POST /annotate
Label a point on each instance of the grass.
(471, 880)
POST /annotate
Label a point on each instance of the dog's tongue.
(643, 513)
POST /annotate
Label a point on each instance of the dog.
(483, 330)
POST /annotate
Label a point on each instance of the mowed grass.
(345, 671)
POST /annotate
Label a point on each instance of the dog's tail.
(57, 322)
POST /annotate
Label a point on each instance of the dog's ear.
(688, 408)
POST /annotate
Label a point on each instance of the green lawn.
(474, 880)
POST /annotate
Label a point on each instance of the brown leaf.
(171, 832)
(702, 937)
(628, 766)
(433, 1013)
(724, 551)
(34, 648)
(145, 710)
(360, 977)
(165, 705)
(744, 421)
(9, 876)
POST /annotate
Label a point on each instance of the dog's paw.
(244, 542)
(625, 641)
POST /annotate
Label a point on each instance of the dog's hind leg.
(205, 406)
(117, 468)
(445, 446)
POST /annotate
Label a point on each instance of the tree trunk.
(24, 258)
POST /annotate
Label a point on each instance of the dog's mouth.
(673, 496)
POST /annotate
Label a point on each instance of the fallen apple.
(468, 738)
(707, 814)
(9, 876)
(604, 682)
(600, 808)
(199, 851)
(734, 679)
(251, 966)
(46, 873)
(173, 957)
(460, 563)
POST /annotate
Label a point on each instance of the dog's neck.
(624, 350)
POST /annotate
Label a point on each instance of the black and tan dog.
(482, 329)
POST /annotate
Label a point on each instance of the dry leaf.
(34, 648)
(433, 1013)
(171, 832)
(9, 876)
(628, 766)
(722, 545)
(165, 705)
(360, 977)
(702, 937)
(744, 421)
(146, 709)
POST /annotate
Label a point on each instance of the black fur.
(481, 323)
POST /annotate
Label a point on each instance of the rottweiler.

━━━━━━━━

Retype the records above in full, with no differences.

POST /annotate
Label a point on each instance of the grass.
(471, 880)
POST /annotate
Label a point on each instance of the dog's tongue.
(643, 513)
POST /annotate
Label a point on each instance of the dog.
(483, 330)
POST /annotate
Label a point on each instance of the mowed grass.
(345, 671)
POST /annotate
Label a point on each instance of the dog's tail.
(57, 322)
POST /annotate
Label a point on each instance of the dog's ear.
(688, 408)
POST /annotate
Label a point on each instance of the green lawn.
(474, 880)
POST /annotate
Label a point on each instance of the brown leaf.
(171, 832)
(702, 937)
(628, 766)
(433, 1013)
(724, 551)
(34, 648)
(145, 710)
(360, 977)
(165, 705)
(744, 421)
(9, 876)
POST /annotate
Label a point on each instance of the dog's paw.
(244, 542)
(625, 641)
POST /annotate
Label a point on each instance of the dog's hind leg.
(205, 406)
(117, 468)
(445, 446)
POST /annotate
Label a point on each instance of the tree trunk.
(24, 258)
POST /annotate
Label a point on each instance of the dog's mouth.
(673, 496)
POST /annotate
Label a point on each instance of the fallen apple.
(468, 738)
(707, 814)
(9, 876)
(604, 682)
(600, 808)
(199, 851)
(734, 679)
(251, 966)
(46, 873)
(173, 957)
(460, 563)
POST /annotate
Label a point on each instance of the dog's neck.
(624, 350)
POST /annotate
Label a point on each instance of the black and tan dog.
(482, 329)
POST /annotate
Label a point on each instance of the dry leaf.
(34, 648)
(433, 1013)
(171, 832)
(9, 876)
(628, 766)
(722, 545)
(165, 705)
(360, 977)
(702, 937)
(744, 421)
(146, 709)
POST /annotate
Label a point on each instance of the black fur.
(481, 323)
POST /annotate
Label a point on each instance of the rottweiler.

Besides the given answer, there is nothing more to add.